▶ Task description: Rewrite the items below with every "query" changed to "label", leaving everything else untouched.

** start of Data provided **

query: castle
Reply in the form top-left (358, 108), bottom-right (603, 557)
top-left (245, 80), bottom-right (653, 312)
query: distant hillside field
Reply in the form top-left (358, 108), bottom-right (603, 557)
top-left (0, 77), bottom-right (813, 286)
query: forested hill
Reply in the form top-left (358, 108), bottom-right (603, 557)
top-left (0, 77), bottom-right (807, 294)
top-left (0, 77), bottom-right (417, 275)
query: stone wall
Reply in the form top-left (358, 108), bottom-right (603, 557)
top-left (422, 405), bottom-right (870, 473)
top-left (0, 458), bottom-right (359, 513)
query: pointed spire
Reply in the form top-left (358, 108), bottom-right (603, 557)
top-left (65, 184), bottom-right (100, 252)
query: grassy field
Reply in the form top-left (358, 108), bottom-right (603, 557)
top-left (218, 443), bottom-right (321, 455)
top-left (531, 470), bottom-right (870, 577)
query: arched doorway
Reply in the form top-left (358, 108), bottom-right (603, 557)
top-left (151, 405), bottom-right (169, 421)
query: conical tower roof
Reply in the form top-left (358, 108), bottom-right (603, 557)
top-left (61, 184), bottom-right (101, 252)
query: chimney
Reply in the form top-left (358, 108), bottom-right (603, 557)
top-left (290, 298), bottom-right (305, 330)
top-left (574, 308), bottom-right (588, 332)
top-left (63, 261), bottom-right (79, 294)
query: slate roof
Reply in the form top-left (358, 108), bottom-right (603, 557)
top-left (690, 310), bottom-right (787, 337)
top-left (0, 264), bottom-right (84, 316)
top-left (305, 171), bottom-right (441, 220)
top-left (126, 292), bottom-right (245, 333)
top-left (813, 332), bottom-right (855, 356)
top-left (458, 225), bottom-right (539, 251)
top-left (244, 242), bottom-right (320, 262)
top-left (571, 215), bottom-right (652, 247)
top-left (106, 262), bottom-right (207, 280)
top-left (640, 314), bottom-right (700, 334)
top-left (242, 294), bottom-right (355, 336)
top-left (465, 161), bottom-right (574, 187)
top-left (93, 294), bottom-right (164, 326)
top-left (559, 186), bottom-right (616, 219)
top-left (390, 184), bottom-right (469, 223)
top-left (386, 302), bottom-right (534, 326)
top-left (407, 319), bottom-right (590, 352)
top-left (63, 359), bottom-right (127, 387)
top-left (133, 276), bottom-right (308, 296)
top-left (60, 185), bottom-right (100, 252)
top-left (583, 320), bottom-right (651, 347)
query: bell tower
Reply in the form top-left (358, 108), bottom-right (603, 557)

** end of Data provided **

▶ Solution to this task:
label: castle
Reply in the form top-left (358, 108), bottom-right (603, 557)
top-left (245, 80), bottom-right (653, 312)
label: distant hillside field
Reply in the form top-left (358, 108), bottom-right (603, 557)
top-left (0, 77), bottom-right (813, 286)
label: forested hill
Reply in the form top-left (358, 108), bottom-right (603, 557)
top-left (0, 77), bottom-right (807, 294)
top-left (0, 77), bottom-right (417, 275)
label: stone wall
Reply in the form top-left (358, 108), bottom-right (603, 557)
top-left (422, 405), bottom-right (870, 473)
top-left (0, 458), bottom-right (359, 513)
label: pointed spire
Reply in the form top-left (358, 108), bottom-right (603, 557)
top-left (65, 184), bottom-right (100, 252)
label: grassy field
Reply in the form top-left (358, 108), bottom-right (603, 557)
top-left (218, 443), bottom-right (321, 455)
top-left (531, 470), bottom-right (870, 577)
label: arched doorway
Reply in the form top-left (358, 108), bottom-right (603, 557)
top-left (151, 405), bottom-right (169, 421)
label: conical tower roof
Reply in the form top-left (358, 108), bottom-right (603, 557)
top-left (61, 184), bottom-right (101, 252)
label: chimney
Reply in the form top-left (358, 108), bottom-right (603, 557)
top-left (290, 298), bottom-right (305, 330)
top-left (574, 308), bottom-right (588, 332)
top-left (63, 261), bottom-right (79, 294)
label: slate roof
Reply in the form top-left (358, 108), bottom-right (603, 557)
top-left (690, 310), bottom-right (787, 337)
top-left (0, 264), bottom-right (84, 316)
top-left (305, 171), bottom-right (441, 220)
top-left (126, 292), bottom-right (245, 333)
top-left (813, 332), bottom-right (855, 356)
top-left (458, 225), bottom-right (539, 251)
top-left (244, 242), bottom-right (320, 262)
top-left (571, 215), bottom-right (652, 247)
top-left (106, 262), bottom-right (207, 280)
top-left (640, 314), bottom-right (700, 334)
top-left (242, 294), bottom-right (355, 336)
top-left (465, 161), bottom-right (574, 187)
top-left (93, 294), bottom-right (164, 326)
top-left (559, 186), bottom-right (616, 219)
top-left (390, 184), bottom-right (469, 223)
top-left (386, 302), bottom-right (534, 326)
top-left (407, 319), bottom-right (590, 352)
top-left (63, 359), bottom-right (127, 387)
top-left (133, 276), bottom-right (308, 296)
top-left (60, 185), bottom-right (100, 252)
top-left (583, 320), bottom-right (651, 347)
label: bell tower
Reply in the form top-left (358, 108), bottom-right (603, 557)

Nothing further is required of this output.